Problem: Locate the line containing "find the riverbank" in the material below. Copy that line and all following lines through the end exactly, omitting any pictures.

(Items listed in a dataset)
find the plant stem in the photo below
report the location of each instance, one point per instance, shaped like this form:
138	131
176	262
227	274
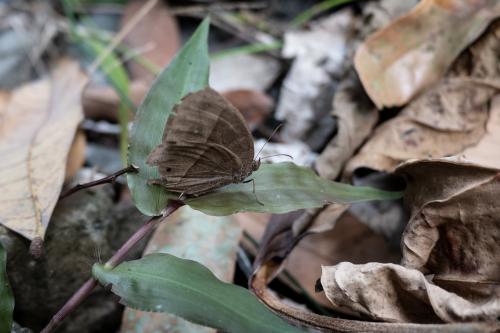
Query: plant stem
85	290
105	180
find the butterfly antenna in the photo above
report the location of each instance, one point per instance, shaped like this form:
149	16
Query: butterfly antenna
268	139
291	157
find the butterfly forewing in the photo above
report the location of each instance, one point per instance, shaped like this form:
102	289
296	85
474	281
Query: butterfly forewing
205	145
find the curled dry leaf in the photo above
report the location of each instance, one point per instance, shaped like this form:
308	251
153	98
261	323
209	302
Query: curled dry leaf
39	121
401	60
453	235
335	324
156	38
486	152
394	293
443	121
454	230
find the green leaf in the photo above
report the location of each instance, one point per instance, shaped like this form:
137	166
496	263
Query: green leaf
6	298
283	187
188	72
117	76
165	283
318	8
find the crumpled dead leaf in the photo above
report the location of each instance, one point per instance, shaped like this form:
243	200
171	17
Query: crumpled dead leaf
486	152
156	38
452	236
444	121
455	225
393	293
356	119
39	121
403	59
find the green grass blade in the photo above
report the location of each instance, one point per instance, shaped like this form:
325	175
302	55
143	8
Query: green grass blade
6	298
188	72
307	15
117	76
283	187
165	283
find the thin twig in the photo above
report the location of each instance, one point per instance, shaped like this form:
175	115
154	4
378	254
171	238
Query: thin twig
85	290
106	180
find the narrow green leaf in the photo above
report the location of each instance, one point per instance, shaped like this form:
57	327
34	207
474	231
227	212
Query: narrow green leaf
318	8
188	72
117	76
6	298
283	187
165	283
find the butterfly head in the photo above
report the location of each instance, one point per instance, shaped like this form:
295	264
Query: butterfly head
255	165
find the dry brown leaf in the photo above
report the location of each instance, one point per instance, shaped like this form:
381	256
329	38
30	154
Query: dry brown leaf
393	293
39	121
356	118
444	121
258	284
453	235
156	38
454	230
486	152
403	59
76	155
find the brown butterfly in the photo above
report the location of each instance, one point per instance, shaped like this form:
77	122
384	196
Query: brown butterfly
206	145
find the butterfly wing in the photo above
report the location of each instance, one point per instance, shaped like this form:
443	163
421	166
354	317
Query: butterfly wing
205	144
206	116
193	168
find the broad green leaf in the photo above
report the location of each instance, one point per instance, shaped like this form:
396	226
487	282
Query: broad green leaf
188	72
165	283
283	187
6	298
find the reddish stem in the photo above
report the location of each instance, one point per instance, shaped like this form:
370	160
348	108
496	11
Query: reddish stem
85	290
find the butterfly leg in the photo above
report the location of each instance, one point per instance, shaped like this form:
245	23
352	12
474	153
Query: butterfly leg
255	194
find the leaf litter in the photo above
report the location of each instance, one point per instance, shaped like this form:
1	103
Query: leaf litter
326	84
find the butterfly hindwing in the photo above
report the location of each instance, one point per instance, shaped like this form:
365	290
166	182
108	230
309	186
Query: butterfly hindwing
206	145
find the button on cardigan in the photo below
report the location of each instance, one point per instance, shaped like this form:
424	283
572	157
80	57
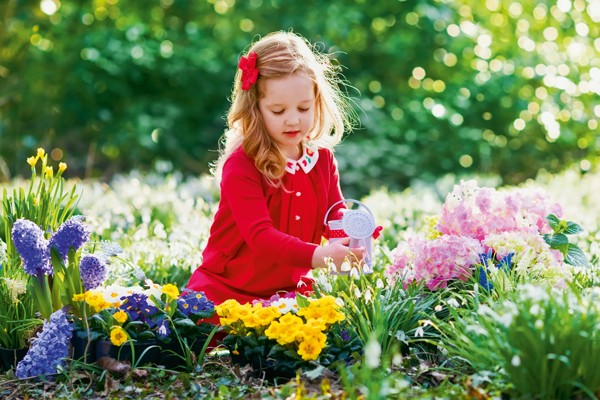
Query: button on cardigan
262	238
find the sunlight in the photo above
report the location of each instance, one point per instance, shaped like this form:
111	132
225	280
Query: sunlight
49	7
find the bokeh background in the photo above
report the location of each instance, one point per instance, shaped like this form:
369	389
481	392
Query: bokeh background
474	87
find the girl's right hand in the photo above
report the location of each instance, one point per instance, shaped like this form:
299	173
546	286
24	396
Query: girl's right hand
338	252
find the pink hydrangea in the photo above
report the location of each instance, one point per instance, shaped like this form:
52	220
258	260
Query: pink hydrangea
511	221
436	261
477	212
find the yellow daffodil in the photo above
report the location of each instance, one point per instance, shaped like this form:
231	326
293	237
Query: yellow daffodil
79	297
118	336
120	316
171	291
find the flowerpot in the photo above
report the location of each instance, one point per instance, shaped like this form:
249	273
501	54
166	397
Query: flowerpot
147	352
82	351
9	358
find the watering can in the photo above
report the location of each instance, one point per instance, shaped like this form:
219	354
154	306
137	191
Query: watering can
357	224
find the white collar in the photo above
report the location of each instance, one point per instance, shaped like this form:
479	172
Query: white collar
307	161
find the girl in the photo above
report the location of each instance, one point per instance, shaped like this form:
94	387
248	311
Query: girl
278	176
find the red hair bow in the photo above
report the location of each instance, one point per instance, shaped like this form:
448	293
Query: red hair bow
249	71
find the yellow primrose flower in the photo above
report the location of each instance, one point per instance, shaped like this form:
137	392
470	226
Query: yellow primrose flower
171	291
430	227
309	349
118	336
120	316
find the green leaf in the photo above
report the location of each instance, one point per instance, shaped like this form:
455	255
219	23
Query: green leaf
554	222
302	300
315	373
572	228
558	241
576	257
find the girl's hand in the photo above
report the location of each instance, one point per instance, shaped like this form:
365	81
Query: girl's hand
338	252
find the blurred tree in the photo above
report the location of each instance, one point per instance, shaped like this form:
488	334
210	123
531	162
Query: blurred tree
442	86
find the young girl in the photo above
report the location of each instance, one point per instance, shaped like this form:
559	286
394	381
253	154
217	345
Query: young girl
278	176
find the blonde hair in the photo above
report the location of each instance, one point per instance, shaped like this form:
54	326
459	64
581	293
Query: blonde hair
279	55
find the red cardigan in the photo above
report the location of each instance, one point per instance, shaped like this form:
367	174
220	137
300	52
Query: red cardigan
262	238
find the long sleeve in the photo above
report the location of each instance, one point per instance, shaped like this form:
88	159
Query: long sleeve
242	188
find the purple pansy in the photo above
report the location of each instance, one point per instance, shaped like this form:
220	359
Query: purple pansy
49	349
138	309
195	303
29	241
93	271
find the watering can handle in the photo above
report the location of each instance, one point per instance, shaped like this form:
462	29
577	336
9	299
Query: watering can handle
343	201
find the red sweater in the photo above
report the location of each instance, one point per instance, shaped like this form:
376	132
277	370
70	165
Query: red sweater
262	238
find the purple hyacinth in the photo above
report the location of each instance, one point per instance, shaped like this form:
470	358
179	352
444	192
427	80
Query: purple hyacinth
92	270
49	349
32	246
195	303
72	233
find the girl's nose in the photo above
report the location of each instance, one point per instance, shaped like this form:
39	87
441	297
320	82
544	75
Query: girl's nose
292	120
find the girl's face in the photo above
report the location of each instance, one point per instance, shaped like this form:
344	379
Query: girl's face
287	106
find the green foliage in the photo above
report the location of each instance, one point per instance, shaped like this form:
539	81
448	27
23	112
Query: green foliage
540	341
375	377
442	86
558	240
388	310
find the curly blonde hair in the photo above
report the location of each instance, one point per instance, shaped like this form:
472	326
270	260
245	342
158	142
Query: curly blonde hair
279	55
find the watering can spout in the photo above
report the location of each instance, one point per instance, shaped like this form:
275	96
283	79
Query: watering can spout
358	225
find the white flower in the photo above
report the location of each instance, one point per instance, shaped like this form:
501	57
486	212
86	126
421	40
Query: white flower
372	353
516	361
15	287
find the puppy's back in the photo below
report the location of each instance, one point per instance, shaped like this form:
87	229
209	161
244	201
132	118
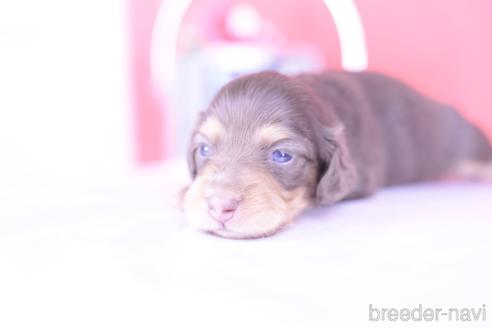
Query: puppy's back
396	134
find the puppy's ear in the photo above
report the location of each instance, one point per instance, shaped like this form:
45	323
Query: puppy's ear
190	152
338	176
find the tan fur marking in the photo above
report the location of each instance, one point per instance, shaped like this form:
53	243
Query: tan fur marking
212	129
269	134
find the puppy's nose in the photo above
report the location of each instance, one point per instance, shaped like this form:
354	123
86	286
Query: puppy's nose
222	209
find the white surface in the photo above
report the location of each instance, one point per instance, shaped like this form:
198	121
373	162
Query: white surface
65	109
121	255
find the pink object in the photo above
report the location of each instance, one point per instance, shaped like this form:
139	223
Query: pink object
439	47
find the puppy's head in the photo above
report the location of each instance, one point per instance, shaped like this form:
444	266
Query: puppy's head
258	157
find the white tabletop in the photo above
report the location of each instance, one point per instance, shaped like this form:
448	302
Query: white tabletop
121	255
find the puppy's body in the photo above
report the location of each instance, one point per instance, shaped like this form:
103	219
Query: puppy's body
395	135
270	146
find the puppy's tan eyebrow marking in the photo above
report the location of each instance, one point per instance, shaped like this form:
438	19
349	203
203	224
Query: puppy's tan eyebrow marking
212	129
270	134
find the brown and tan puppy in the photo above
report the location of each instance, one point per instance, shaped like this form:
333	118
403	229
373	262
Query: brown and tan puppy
270	146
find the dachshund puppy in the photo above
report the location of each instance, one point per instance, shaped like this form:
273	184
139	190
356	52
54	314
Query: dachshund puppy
270	146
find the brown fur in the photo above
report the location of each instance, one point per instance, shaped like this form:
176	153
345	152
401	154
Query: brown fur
349	133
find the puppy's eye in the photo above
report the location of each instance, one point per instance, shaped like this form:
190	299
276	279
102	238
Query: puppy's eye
279	156
205	150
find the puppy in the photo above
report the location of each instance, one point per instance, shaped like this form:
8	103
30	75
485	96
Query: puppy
269	146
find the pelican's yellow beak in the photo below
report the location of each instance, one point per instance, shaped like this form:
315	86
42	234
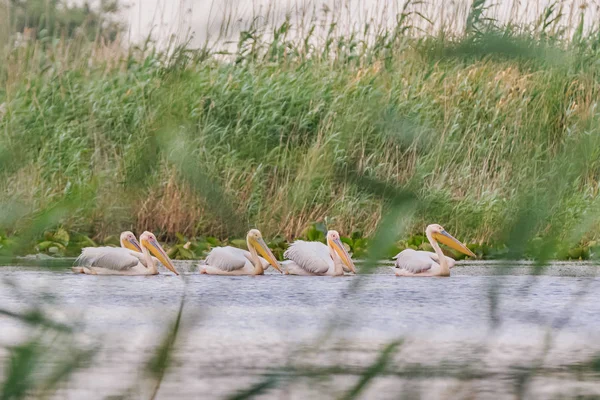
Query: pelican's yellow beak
449	240
339	248
159	253
133	244
265	252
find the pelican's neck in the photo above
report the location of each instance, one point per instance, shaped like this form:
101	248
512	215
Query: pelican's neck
338	269
258	268
149	260
445	270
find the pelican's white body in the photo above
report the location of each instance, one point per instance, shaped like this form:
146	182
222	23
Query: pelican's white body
112	261
231	261
411	262
312	258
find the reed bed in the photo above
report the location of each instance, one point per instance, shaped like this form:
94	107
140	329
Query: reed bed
469	118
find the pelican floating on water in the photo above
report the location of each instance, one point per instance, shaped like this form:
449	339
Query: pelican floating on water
233	261
126	260
410	262
315	258
129	241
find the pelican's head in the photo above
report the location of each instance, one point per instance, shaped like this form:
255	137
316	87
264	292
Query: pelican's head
255	240
129	241
335	243
149	241
438	233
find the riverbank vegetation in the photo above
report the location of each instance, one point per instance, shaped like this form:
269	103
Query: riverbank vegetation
484	130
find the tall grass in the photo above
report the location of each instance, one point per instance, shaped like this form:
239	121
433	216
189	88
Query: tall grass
198	142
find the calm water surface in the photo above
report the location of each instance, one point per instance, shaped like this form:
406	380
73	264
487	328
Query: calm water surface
237	328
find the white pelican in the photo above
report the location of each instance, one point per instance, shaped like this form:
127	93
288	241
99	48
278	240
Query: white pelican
129	241
410	262
233	261
123	261
315	258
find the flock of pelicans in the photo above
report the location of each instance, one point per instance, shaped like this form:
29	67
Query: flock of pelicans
302	258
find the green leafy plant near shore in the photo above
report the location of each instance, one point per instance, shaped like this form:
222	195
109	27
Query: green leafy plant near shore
193	143
62	243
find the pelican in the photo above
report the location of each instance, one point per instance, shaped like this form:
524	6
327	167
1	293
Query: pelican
410	262
123	261
315	258
233	261
129	241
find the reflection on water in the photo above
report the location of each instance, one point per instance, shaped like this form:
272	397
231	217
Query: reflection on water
237	328
206	19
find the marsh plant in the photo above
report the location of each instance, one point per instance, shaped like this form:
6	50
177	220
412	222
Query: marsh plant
491	130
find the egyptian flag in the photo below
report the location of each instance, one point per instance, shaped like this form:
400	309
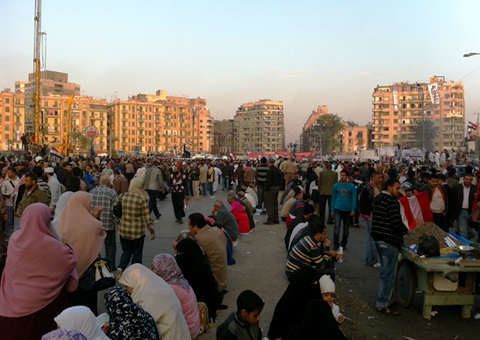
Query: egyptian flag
415	210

Result of this task:
find the riverbank vegetation in the photo above
report the location of each instance, one point per instance, shaped like this form:
269	103
Query: riverbank vegetation
484	130
find the tall grass in the photo above
report the location of each instance, one point per instance, shaped like this form:
239	121
433	216
189	88
Query: tall grass
198	142
find the calm water surface in the photo above
report the location of each instance, one point per instance, shaped like this form:
406	380
73	264
487	328
Query: calm water surface
237	328
find the white pelican in the photo above
report the location of each instance, one point per instance, shaped like this form:
127	93
288	241
99	48
278	240
Query: white pelican
129	241
410	262
233	261
123	261
315	258
find the flock of pelicans in the photo above
report the location of each instance, one point per instance, shaped like this form:
29	67
Query: flock of pelicans
302	258
find the green leafy plant near shore in the photo above
report the location of each instance, one point per instance, shaped like this form:
222	195
109	27
Query: green leafy plant near shore
193	143
62	243
find the pelican in the photo above
report the location of each instance, one point per instance, shaped like this form:
524	6
327	167
1	293
Query: pelican
410	262
123	261
315	258
233	261
129	241
find the reflection on water in the photo above
report the location of each instance, one point per instance, shaped like this form:
272	397
231	217
Query: reflection on water
237	328
206	19
find the marsh plant in the photo above
report the location of each instance, one point per instance, shaped like this form:
6	50
177	220
412	222
Query: marsh plant
491	130
find the egyptian flag in the photo below
report the location of each instance, one point per instance, shaped like this form:
400	309
Query: egyptian flag
415	210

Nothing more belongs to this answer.